======== Records provided ========

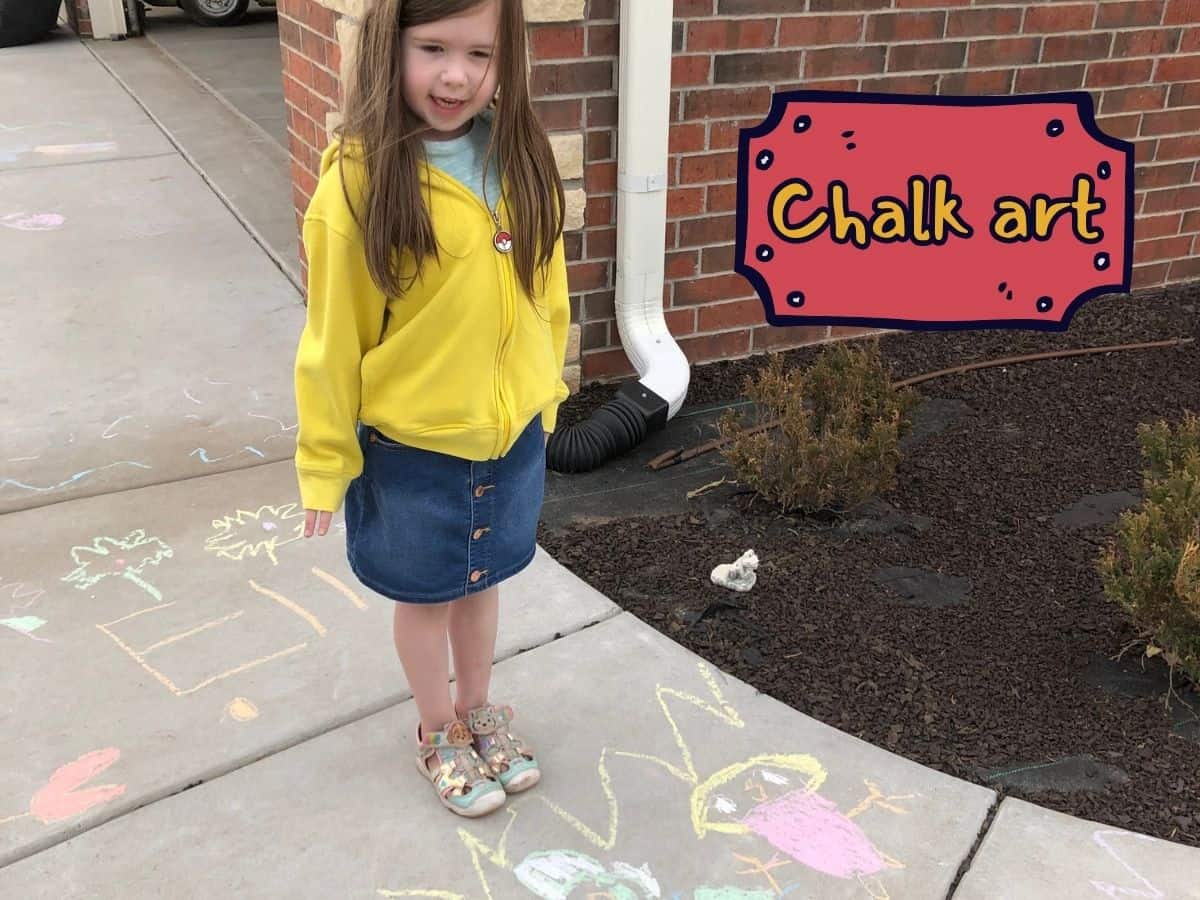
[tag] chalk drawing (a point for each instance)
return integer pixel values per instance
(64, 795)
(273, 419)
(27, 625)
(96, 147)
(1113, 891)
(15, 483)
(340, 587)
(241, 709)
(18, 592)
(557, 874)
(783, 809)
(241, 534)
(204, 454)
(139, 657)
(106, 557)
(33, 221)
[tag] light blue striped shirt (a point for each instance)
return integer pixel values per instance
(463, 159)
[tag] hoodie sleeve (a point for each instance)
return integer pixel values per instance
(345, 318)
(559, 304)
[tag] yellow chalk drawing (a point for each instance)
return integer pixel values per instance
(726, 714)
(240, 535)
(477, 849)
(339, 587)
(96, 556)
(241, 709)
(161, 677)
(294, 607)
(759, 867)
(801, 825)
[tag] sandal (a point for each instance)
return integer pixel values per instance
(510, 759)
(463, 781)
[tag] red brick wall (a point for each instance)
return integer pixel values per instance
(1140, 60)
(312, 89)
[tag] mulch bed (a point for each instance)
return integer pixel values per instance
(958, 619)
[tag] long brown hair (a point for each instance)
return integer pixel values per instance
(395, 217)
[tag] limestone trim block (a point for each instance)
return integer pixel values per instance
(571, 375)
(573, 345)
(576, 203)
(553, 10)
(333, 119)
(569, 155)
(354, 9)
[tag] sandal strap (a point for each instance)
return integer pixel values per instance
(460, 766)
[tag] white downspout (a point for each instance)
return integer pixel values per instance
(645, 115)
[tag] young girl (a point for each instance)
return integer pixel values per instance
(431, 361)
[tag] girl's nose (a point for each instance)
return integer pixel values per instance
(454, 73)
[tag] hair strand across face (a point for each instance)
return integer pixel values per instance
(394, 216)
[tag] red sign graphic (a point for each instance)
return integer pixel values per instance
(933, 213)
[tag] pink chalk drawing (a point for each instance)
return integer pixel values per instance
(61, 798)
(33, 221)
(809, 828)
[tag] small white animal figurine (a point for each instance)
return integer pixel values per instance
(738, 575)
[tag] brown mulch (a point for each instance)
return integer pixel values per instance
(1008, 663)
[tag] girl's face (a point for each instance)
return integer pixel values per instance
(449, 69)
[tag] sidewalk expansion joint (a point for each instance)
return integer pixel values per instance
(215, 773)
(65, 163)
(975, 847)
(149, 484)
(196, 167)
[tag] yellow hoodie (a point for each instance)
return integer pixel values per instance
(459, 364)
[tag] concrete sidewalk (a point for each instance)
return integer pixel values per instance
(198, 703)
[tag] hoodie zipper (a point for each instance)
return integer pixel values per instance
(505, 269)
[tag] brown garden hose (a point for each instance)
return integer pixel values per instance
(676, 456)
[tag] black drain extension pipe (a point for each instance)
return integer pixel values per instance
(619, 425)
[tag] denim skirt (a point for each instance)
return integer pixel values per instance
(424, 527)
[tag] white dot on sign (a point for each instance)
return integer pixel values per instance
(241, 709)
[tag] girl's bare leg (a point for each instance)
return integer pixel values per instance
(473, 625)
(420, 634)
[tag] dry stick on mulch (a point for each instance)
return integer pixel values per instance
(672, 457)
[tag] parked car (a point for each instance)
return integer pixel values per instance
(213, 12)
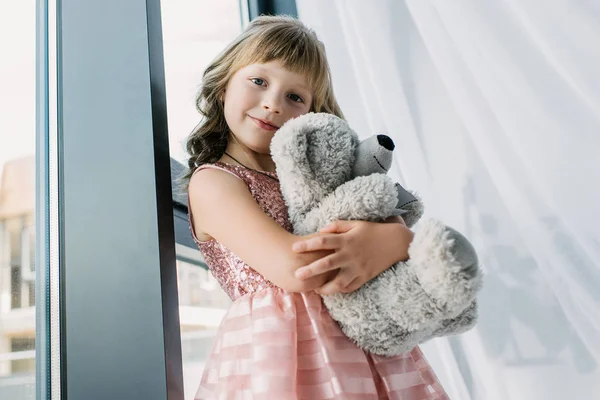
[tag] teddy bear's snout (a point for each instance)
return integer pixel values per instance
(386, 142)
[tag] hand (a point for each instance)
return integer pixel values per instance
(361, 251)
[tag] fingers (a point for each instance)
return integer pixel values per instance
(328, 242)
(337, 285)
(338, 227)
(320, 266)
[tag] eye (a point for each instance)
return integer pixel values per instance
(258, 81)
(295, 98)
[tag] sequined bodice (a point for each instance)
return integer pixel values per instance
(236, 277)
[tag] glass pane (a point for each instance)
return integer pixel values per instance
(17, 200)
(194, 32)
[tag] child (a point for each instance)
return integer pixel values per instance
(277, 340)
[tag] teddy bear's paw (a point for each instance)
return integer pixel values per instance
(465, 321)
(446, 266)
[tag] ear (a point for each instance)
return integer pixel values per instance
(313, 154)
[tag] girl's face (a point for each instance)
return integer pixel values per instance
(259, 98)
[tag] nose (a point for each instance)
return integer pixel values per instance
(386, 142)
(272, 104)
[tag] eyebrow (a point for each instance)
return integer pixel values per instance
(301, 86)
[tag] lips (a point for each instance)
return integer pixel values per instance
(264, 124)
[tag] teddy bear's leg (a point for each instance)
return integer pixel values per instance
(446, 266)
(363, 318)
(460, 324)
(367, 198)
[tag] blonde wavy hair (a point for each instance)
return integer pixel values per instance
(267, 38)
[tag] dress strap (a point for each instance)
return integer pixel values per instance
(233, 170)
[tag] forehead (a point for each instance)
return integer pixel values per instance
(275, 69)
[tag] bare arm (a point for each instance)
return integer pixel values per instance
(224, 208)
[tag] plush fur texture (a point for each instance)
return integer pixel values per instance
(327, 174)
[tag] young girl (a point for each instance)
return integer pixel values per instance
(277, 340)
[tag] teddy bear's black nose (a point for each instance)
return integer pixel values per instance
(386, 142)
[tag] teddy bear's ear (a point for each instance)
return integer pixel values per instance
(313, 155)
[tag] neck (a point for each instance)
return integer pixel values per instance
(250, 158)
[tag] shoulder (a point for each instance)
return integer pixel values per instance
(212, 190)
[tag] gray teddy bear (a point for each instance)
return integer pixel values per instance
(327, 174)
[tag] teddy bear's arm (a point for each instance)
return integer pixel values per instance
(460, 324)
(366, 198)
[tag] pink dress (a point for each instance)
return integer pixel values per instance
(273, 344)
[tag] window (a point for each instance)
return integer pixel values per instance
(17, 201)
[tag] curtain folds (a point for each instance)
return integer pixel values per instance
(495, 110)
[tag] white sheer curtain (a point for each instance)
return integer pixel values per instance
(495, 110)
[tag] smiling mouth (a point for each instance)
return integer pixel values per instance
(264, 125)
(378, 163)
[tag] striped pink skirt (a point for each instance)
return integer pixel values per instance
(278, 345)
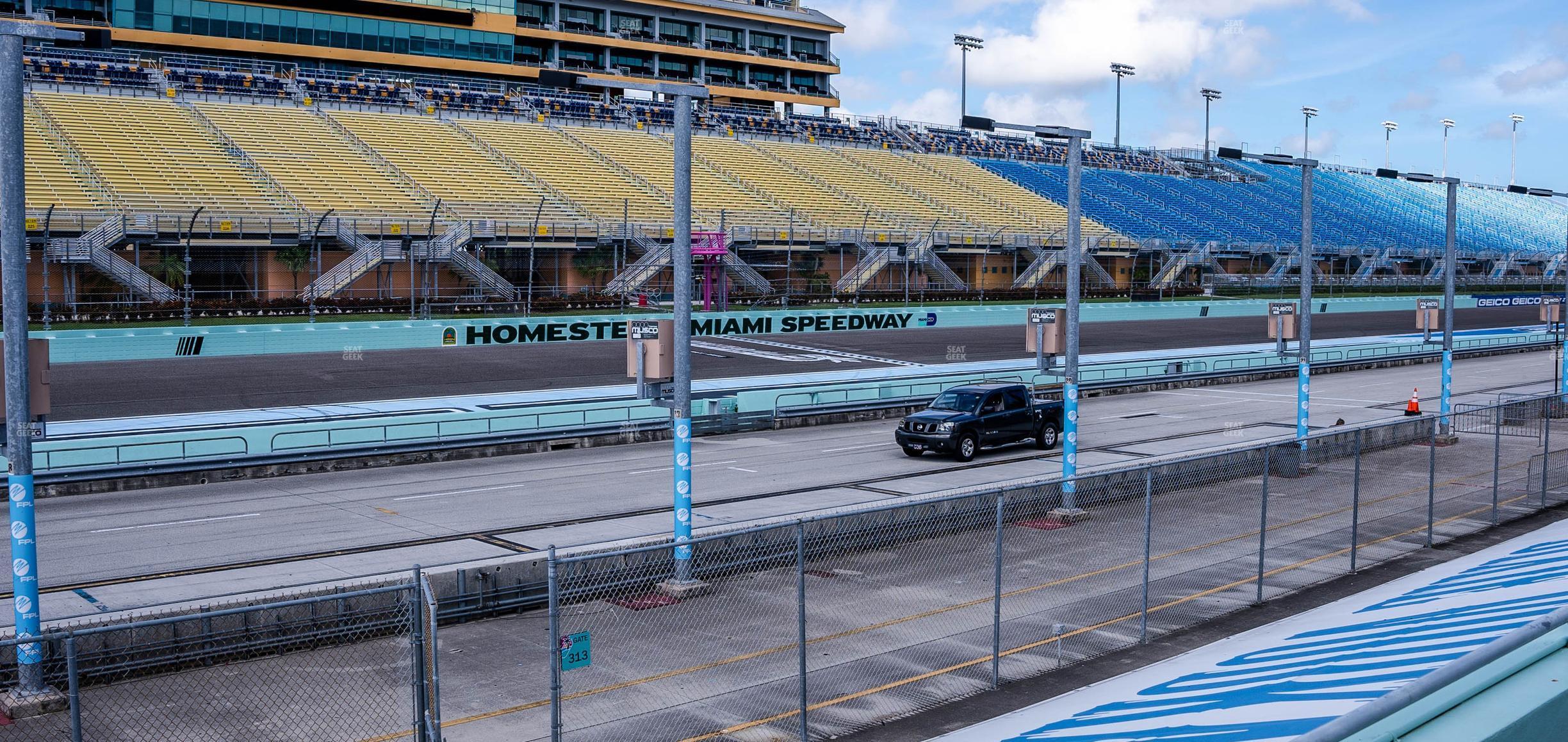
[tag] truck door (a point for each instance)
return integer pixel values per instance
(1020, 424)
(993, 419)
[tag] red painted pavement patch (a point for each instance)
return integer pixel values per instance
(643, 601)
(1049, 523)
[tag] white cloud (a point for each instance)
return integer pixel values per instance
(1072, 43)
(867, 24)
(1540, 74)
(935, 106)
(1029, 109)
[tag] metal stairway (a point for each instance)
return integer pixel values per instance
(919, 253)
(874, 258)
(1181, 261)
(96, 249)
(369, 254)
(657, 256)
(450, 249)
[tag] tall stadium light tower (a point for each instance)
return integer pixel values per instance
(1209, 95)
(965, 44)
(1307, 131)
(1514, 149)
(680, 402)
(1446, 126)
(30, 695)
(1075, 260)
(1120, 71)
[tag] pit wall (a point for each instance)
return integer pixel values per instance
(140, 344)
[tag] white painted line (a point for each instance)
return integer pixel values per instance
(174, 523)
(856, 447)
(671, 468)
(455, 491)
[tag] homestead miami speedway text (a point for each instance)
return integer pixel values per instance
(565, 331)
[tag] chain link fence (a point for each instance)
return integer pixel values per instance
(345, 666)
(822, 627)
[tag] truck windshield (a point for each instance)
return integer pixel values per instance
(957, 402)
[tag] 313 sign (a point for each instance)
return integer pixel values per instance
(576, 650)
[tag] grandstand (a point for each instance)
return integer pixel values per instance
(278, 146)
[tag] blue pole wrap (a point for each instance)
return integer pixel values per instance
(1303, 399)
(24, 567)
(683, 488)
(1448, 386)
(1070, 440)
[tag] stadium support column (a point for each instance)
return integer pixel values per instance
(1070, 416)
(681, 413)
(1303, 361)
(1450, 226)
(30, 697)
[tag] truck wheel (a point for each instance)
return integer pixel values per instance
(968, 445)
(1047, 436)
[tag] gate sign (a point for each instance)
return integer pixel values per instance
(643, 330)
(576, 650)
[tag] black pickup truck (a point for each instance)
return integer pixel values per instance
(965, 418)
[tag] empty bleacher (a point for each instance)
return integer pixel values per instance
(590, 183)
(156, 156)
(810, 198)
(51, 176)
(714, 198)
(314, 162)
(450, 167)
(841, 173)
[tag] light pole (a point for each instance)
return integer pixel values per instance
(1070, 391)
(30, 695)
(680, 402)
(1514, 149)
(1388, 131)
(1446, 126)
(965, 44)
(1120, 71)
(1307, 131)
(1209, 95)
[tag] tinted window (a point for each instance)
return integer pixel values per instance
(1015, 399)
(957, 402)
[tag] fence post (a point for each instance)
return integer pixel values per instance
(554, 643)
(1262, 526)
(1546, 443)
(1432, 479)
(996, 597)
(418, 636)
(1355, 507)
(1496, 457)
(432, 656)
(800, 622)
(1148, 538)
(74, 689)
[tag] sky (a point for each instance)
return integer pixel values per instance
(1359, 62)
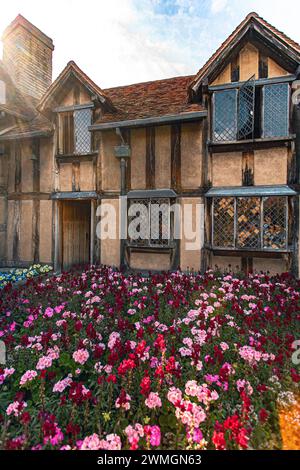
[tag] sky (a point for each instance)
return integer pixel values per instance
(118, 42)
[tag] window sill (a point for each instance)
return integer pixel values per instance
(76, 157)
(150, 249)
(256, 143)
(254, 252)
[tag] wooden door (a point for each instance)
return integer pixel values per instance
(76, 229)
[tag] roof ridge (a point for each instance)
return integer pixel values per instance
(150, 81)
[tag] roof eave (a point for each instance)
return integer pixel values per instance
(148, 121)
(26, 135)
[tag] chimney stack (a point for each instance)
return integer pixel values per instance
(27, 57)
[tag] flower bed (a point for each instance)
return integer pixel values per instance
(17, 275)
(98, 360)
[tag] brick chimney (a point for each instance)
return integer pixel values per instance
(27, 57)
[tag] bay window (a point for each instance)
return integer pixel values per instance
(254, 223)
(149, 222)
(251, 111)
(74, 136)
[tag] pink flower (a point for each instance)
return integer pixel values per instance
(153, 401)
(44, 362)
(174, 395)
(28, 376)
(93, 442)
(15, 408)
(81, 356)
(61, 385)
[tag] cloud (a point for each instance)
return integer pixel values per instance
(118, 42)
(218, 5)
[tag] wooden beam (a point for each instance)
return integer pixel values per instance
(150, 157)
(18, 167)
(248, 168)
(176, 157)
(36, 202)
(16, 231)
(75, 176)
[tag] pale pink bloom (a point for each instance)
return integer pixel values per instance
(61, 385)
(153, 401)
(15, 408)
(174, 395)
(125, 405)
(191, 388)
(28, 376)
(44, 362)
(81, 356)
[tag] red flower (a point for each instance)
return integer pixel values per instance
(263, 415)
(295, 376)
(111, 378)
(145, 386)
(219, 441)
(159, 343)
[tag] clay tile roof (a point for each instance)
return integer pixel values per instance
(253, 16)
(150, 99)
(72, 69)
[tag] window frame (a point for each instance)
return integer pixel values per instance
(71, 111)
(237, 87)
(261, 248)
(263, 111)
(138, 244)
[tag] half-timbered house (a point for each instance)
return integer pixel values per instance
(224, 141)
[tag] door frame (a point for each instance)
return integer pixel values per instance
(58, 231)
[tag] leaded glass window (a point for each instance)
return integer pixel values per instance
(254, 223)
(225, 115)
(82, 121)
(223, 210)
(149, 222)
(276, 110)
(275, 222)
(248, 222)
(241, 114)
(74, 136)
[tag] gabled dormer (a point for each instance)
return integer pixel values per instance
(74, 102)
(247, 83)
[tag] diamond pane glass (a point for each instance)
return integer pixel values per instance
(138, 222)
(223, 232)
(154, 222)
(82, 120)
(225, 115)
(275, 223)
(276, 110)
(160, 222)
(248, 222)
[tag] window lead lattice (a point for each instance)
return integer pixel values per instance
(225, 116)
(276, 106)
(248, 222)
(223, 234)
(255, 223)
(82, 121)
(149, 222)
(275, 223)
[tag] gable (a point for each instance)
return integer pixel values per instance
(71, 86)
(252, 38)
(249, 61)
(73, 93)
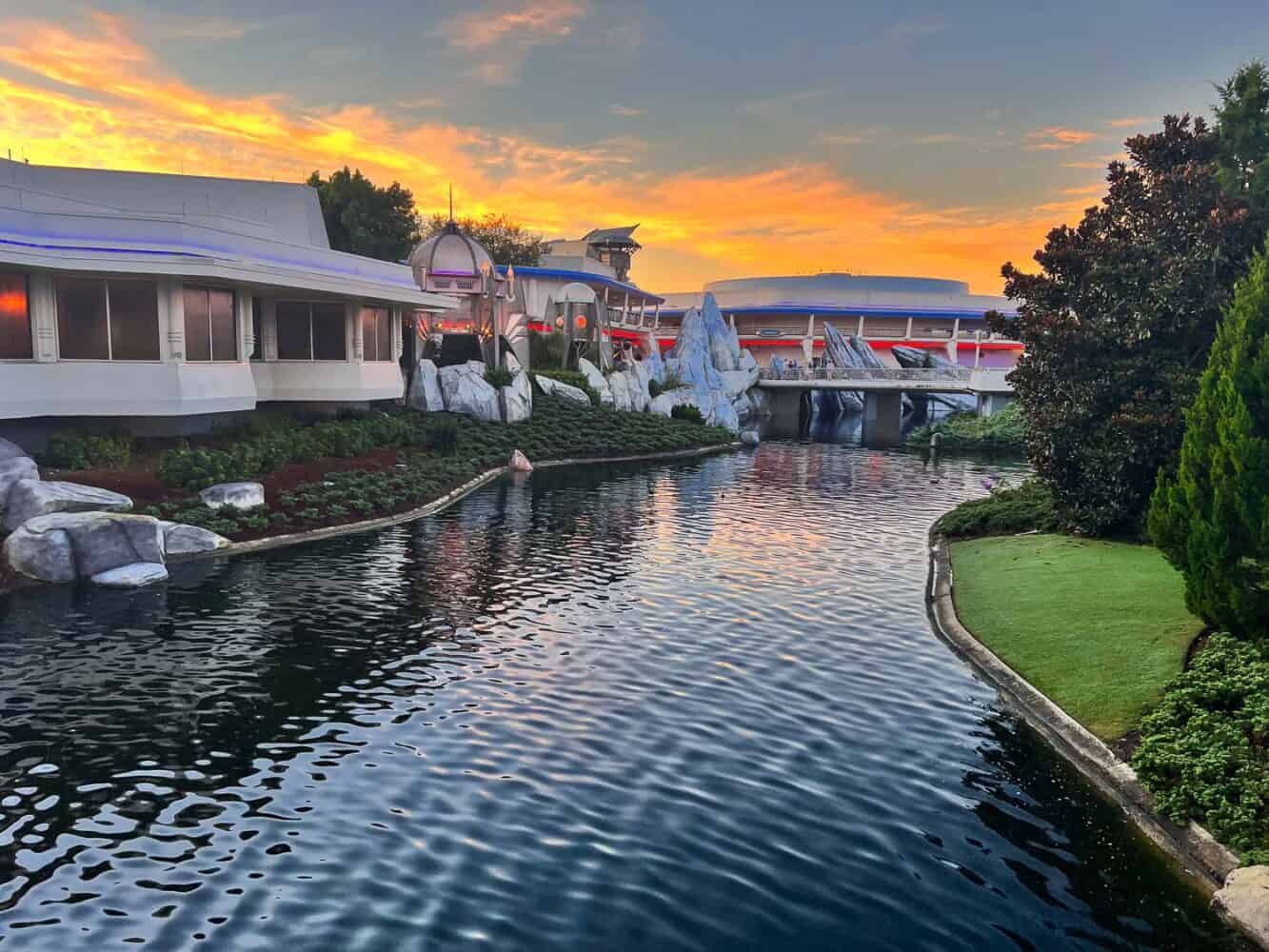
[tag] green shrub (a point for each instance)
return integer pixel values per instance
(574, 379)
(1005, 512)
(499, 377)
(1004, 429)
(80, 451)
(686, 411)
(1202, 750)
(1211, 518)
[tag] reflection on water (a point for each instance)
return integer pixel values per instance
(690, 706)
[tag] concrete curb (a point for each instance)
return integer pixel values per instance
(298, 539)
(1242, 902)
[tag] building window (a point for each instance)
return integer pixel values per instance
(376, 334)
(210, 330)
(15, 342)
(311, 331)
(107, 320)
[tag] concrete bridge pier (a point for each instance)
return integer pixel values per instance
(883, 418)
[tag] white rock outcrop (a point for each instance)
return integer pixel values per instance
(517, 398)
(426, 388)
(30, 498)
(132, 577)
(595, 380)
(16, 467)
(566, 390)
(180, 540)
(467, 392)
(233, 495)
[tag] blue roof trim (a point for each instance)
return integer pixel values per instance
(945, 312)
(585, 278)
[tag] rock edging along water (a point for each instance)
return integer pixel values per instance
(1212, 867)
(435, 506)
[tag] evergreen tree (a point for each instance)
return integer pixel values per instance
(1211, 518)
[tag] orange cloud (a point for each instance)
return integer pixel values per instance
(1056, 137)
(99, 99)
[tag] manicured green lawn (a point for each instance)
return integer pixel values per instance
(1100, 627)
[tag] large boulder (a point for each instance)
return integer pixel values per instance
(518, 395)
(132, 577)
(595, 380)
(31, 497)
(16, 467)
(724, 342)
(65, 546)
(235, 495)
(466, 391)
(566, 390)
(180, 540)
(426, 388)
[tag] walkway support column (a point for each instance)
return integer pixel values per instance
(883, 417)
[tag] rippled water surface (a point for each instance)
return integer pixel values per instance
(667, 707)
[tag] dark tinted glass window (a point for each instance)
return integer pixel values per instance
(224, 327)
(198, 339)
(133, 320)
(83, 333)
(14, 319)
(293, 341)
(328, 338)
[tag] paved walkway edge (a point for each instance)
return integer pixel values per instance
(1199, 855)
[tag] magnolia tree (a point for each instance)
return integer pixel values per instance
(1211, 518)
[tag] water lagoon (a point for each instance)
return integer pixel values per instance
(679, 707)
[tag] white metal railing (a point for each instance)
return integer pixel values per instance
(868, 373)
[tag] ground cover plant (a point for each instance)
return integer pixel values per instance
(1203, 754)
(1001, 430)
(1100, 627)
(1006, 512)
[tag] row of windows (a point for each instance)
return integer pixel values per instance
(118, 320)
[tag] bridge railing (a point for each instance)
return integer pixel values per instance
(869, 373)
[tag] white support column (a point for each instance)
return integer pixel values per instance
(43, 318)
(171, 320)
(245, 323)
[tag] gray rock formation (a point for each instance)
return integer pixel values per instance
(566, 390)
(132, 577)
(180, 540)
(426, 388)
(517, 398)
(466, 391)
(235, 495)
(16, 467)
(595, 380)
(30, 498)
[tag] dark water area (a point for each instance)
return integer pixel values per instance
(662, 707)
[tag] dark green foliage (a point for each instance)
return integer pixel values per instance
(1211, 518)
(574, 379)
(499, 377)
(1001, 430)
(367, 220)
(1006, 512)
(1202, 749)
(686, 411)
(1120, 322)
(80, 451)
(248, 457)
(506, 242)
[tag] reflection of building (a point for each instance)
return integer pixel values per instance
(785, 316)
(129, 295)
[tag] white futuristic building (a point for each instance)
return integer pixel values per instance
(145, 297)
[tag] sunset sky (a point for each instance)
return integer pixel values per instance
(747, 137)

========

▸ Aim
Transcribe only the trailing portion of the entries above: the line that contains "[tag] row of" and each line after it.

▸ Answer
[tag] row of windows (a point for each instance)
return integer pixel values per instance
(118, 320)
[tag] bridge railing (a point for each instance)
return integer pixel values per instance
(869, 373)
[tag] white support column (a point for each instance)
return integer pixel values per instance
(43, 318)
(171, 320)
(245, 323)
[tag] gray rock formation (a point for each instance)
return integer pixel values per instance
(566, 390)
(132, 577)
(180, 540)
(426, 388)
(517, 398)
(466, 391)
(235, 495)
(16, 467)
(595, 380)
(30, 498)
[tag] dark water area (a point for each instance)
return integer pixel values per instance
(662, 707)
[tag] dark green foliage (a point for each instance)
return integer pixel values per instance
(1211, 518)
(574, 379)
(499, 377)
(1001, 430)
(367, 220)
(1006, 512)
(1202, 749)
(686, 411)
(1120, 322)
(80, 451)
(248, 457)
(506, 242)
[tag] reflection of building (a point for each instance)
return integer pixel values per instance
(785, 316)
(129, 295)
[tag] white futuristic building (a point for each instance)
return integer pixel values per instance
(145, 297)
[tag] sunset sky (a point for each instance)
return integer pixel values per instance
(747, 137)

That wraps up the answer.